(Quoted passage)
BEGIN

Larger energy yield with solar dishes:
With concentrated solar plants you can generate a lot of energy with a minimal panel surface. A 35-watt peak panel (35 kWp) requires a panel of only 0.23 m2. While a traditional system for the same power requires about 350 m2 of solar cells. Each photovoltaic panel has its own cooling. The efficiency of light conversion to electricity decreases rapidly as the cells warm up.
Concentrated solar projects plants have a capacity between a 10-megawatt peak (10 million watt peak) and some gigawatt peak (1-gigawatt peak is 1 billion watt peak).
Solar Power – Energy from the sun
- Saving or balancing solar power:
More and more households generate electricity with solar panels themselves. The feed in tariffs are an important rol for youre investment. But in that way you are doing well for the environment, because the energy is clean and sustainable. But the sun only shines during the day, while you also use electricity in the evening. Fortunately, you can return power that you do not use during the day to the power supply. You will receive compensation for this.
- Store in water:
In Lagos Algarve a trial with 200 households is running under the name ‘City of the Sun’, which immediately converts energy with a new technique. By, for example, heating up water during the day and using it at night, the residents deal more efficiently with their self-generated energy. The nice thing is that they do not have to do anything for it. The equipment itself will figure out what the best way is to ‘park’ the energy and to retrieve it.
- Store in batteries:
Car manufacturers have been experimenting for years with batteries to drive electric cars. The same technique can also be used at home to store electricity. There are a few drawbacks here. For example, the capacity of the batteries is somewhat limited. Moreover, they are still quite expensive. Also, its production and the final processing of the battery (when it breaks down for example) is damaging to the environment. Scientist try to improve this technique every day. Sometimes they break through.

END

(Extracted records)
BEGIN

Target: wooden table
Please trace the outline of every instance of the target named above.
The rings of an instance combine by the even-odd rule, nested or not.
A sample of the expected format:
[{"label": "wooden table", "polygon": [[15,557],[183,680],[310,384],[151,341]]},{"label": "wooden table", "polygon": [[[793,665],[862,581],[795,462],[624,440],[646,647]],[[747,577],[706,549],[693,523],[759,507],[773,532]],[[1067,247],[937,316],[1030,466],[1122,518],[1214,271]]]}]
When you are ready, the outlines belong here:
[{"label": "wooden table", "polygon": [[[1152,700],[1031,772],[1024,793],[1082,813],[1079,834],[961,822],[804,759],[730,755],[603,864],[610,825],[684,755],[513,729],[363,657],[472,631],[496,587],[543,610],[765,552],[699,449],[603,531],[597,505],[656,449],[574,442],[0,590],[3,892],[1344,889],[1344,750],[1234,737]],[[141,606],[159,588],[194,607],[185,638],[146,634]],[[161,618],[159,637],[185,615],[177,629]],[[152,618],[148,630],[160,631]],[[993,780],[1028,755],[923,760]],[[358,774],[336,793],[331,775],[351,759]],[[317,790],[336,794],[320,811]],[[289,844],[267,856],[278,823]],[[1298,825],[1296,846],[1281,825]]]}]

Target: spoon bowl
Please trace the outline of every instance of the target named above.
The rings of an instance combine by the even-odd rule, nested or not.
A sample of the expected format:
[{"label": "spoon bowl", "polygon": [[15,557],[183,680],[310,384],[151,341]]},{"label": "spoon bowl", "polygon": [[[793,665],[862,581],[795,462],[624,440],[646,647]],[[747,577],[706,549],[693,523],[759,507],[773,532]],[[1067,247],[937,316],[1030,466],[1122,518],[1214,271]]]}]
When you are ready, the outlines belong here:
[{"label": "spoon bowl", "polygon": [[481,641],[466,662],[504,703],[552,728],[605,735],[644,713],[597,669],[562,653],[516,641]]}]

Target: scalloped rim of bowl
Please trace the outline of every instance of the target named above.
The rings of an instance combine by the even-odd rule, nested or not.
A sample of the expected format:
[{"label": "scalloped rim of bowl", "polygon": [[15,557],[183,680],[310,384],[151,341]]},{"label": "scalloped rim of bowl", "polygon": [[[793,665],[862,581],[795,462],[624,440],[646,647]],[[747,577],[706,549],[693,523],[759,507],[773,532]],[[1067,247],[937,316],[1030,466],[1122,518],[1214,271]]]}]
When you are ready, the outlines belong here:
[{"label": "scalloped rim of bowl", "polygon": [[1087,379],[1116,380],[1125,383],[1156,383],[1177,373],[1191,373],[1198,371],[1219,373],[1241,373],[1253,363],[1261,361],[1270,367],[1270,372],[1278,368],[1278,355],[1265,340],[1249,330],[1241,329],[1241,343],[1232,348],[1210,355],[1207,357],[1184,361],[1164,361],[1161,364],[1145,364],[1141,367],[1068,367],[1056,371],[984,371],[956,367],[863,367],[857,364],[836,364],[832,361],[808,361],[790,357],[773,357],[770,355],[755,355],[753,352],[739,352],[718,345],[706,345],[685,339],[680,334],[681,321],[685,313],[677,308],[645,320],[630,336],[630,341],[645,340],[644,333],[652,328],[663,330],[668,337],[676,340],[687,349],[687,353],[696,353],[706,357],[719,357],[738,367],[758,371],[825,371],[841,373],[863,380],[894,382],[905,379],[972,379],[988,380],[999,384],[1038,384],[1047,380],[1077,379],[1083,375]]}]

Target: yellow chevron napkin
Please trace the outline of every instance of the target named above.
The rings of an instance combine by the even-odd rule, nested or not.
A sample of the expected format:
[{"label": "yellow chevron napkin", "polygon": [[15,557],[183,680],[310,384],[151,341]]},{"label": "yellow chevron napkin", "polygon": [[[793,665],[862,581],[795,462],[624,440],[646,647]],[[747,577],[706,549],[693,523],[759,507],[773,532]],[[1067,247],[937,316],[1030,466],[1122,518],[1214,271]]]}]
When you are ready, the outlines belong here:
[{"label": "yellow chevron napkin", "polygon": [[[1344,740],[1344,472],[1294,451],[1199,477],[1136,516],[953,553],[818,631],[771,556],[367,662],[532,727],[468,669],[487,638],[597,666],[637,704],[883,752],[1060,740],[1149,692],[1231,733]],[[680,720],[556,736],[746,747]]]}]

END
BEGIN

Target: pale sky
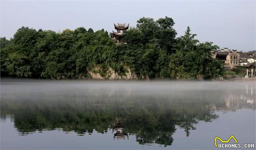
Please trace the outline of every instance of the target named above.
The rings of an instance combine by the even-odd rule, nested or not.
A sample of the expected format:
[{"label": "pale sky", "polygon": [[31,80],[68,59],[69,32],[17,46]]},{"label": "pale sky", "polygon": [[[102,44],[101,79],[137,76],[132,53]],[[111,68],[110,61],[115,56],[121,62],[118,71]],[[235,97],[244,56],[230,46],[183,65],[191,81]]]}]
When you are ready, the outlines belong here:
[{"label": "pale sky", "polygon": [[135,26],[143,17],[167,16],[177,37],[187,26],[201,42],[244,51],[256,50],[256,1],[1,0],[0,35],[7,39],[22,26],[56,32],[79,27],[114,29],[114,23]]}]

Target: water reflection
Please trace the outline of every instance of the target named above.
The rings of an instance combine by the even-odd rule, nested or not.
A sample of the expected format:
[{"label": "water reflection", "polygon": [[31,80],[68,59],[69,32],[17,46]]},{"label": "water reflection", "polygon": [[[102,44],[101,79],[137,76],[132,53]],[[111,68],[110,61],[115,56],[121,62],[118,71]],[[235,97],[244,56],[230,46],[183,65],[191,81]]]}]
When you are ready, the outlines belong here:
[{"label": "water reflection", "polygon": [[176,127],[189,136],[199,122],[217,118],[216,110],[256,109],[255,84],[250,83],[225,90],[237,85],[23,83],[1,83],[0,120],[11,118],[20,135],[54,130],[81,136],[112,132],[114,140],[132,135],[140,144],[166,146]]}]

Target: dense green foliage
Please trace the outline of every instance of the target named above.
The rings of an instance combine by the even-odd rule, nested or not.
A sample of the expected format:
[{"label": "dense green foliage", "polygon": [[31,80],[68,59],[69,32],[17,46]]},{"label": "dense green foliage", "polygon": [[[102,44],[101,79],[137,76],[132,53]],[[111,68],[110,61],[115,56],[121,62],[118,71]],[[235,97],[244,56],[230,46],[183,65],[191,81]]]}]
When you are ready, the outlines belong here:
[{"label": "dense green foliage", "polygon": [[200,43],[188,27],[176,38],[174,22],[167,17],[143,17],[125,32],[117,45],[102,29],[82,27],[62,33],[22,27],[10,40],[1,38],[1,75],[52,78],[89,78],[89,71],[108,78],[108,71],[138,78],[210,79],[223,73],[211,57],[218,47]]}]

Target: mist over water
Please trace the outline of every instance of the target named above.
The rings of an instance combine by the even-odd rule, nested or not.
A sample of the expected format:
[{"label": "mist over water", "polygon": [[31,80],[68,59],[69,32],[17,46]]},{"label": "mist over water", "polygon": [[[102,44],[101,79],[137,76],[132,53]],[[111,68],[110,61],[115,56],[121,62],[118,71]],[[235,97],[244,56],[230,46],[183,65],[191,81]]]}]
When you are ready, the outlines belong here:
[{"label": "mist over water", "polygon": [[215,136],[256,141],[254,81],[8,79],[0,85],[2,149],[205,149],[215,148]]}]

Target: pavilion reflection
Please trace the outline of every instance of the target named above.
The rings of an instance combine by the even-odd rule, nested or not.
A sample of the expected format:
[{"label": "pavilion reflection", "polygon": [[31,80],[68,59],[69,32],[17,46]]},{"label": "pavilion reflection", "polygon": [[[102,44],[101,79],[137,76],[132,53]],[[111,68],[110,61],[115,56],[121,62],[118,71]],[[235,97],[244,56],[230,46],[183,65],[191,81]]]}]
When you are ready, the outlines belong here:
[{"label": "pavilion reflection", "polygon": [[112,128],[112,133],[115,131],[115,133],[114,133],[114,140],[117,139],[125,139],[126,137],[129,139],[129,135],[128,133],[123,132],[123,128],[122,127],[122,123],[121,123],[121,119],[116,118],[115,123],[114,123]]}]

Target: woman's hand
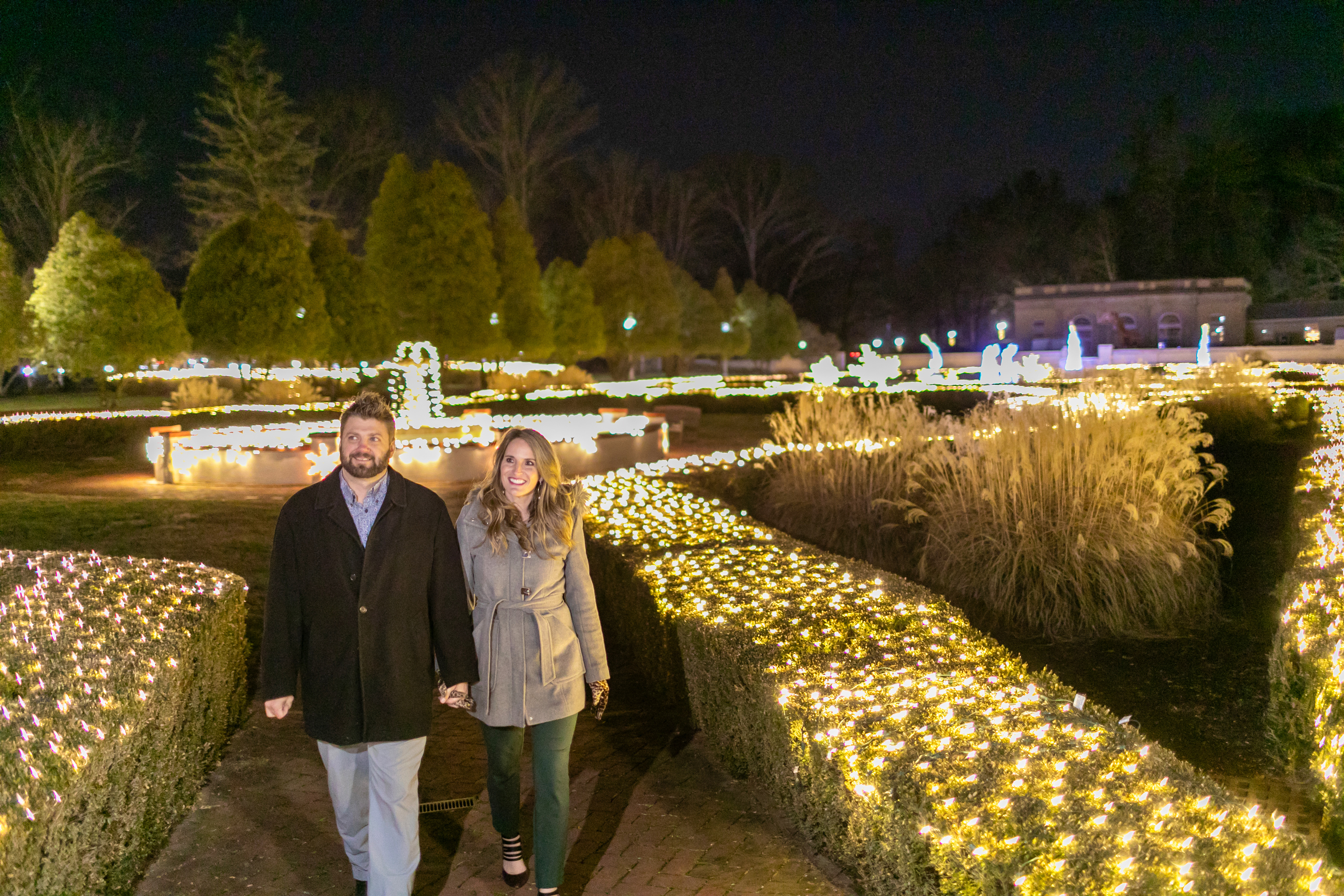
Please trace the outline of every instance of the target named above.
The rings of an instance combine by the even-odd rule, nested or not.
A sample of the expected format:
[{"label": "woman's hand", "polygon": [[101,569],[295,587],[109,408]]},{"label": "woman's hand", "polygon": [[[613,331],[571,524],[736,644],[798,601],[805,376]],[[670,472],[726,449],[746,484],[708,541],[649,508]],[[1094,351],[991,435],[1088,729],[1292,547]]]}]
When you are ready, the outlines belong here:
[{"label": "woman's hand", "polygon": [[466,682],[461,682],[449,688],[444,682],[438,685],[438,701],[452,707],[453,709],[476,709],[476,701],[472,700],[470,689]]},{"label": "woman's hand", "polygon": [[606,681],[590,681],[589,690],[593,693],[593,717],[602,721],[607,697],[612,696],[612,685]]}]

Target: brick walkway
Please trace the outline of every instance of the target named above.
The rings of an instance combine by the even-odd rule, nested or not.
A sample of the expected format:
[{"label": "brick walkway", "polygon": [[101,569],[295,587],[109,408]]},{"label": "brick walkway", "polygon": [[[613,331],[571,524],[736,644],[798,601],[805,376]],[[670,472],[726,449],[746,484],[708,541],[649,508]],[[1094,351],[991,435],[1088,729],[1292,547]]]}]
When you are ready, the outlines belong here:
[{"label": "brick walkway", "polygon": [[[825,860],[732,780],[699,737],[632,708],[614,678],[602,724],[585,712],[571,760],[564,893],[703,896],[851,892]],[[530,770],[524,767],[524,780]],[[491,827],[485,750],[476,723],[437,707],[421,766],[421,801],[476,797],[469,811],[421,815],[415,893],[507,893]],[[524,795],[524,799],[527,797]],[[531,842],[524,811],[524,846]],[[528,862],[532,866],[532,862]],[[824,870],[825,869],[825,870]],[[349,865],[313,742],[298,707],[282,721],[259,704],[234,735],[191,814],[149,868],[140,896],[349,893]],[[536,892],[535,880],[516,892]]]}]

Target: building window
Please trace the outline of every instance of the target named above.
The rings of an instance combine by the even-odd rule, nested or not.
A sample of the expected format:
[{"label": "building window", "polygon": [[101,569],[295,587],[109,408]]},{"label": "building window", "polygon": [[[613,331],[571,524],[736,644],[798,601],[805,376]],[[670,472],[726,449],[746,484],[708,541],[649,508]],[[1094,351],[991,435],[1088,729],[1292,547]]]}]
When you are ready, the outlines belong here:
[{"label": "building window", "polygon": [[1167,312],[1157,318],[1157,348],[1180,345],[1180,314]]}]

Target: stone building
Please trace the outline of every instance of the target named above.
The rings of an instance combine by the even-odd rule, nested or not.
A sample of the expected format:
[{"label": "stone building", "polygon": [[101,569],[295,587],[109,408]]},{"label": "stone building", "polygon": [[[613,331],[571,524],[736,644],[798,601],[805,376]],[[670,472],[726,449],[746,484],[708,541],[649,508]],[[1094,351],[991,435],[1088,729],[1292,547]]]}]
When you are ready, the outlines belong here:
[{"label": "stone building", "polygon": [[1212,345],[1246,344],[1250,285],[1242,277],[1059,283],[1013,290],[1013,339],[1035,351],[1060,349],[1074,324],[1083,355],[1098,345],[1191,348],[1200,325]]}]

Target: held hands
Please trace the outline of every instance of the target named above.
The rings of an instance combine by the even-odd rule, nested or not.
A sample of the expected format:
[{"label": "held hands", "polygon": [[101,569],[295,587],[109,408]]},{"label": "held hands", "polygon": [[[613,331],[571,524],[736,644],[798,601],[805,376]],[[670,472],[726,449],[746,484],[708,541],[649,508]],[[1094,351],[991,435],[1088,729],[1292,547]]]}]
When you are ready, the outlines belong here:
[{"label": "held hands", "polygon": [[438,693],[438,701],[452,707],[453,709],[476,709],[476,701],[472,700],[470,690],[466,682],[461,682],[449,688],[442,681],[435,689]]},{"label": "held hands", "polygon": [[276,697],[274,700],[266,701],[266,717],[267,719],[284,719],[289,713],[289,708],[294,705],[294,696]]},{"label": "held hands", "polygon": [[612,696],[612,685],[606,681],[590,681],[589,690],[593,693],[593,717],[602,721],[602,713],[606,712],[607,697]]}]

END

(List of tasks)
(A) Quote the solar power text between "Larger energy yield" and "billion watt peak).", inclusive.
(B) In the solar power text, list every heading that begins with a dash.
(C) Write a continuation of the solar power text, starting after its final sentence.
The listing is separate material from the solar power text.

(Answers provided)
(A)
Larger energy yield with solar dishes:
With concentrated solar plants you can generate a lot of energy with a minimal panel surface. A 35-watt peak panel (35 kWp) requires a panel of only 0.23 m2. While a traditional system for the same power requires about 350 m2 of solar cells. Each photovoltaic panel has its own cooling. The efficiency of light conversion to electricity decreases rapidly as the cells warm up.
Concentrated solar projects plants have a capacity between a 10-megawatt peak (10 million watt peak) and some gigawatt peak (1-gigawatt peak is 1 billion watt peak).

(B)
Saving or balancing solar power
Store in water
Store in batteries

(C)
Not all the sunlight can be used to generate solar energy. The materials from which photovoltaic cells are made reflect or absorb a large part of the light. As a result, a commercial solar panel now has an efficiency of about 18%, so only about one-sixth of all the light that reaches the panel. Improving the efficiency is one of the areas that energy researchers are now focusing on. The progress in efficiency that has already been achieved is impressive. The first photovoltaic cells, built in the fifties, had an efficiency of only 4%, or less.
The different forms of solar energy offer many applications. In principle, it is possible to get all the energy that you use at home (electricity and heating) from the sun! In the Algarve portugal it is commen to heat up swimming pools.
The ongoing innovation in the sustainable energy sector and the fact that it is competitive with energy from fossil fuels, it is expected that the share of solar power will continue to grow strongly.
Up to the horizon solar panels that rotate, or hollow mirrors that power steam engines. Such solar power stations already exist in Europe. Energy from the sun is the future!